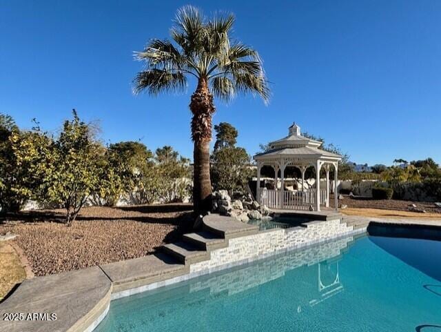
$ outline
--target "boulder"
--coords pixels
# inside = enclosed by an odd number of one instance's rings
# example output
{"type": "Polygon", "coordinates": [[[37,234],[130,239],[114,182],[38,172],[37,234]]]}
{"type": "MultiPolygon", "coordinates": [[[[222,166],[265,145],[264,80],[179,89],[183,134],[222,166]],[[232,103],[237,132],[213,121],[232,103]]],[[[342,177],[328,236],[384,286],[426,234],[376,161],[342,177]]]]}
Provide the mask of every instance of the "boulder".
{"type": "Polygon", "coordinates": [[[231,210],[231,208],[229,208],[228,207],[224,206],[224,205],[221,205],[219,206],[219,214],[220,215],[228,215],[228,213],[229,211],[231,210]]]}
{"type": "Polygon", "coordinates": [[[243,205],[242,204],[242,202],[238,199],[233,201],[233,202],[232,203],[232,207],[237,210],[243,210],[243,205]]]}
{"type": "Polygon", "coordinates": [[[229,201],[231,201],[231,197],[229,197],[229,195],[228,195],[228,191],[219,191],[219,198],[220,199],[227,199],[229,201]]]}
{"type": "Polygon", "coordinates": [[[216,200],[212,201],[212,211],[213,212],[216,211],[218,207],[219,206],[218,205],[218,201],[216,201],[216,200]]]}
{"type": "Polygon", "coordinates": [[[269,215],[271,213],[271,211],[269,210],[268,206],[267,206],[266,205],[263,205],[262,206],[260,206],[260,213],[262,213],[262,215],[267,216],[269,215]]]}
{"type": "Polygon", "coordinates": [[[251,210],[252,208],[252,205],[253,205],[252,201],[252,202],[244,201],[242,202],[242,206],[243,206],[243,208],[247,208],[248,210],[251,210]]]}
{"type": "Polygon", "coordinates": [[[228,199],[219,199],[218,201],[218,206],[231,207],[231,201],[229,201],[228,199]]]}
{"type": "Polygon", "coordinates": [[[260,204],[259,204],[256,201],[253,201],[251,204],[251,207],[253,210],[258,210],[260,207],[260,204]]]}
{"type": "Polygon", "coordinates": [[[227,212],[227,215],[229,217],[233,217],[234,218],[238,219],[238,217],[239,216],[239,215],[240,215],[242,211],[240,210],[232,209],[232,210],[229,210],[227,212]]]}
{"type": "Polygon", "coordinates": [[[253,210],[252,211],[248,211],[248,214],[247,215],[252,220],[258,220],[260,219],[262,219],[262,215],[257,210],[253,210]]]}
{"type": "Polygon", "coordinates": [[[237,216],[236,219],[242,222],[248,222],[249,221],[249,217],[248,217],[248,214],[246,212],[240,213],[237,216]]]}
——
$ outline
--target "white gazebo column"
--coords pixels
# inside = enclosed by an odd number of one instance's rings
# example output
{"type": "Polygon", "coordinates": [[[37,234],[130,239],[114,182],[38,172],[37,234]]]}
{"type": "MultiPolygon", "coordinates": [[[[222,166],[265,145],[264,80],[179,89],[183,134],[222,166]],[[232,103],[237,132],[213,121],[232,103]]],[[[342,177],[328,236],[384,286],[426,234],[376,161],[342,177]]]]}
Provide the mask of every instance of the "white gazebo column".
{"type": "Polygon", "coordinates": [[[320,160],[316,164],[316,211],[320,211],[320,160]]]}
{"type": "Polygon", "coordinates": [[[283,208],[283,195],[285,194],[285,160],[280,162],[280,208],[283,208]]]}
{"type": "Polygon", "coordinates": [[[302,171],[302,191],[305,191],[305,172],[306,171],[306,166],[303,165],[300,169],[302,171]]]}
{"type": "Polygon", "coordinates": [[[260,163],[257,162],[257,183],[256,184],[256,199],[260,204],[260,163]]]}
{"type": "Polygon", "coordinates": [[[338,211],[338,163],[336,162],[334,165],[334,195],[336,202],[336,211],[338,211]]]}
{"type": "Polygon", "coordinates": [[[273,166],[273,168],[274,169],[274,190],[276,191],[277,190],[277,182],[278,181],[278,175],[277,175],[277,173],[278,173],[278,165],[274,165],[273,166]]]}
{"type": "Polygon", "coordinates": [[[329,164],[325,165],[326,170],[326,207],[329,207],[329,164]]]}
——
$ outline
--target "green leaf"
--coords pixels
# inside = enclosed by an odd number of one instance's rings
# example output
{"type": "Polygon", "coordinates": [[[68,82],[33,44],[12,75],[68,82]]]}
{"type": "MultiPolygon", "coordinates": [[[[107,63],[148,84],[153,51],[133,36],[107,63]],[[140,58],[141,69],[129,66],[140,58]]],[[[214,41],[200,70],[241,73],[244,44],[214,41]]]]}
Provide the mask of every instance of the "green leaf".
——
● 待完成
请选出上方列表中所有含有字符串“gazebo”的行，并逐行抄出。匹配时区分大小写。

● 答案如下
--target "white gazebo column"
Provide the mask of every instance of the "white gazebo column".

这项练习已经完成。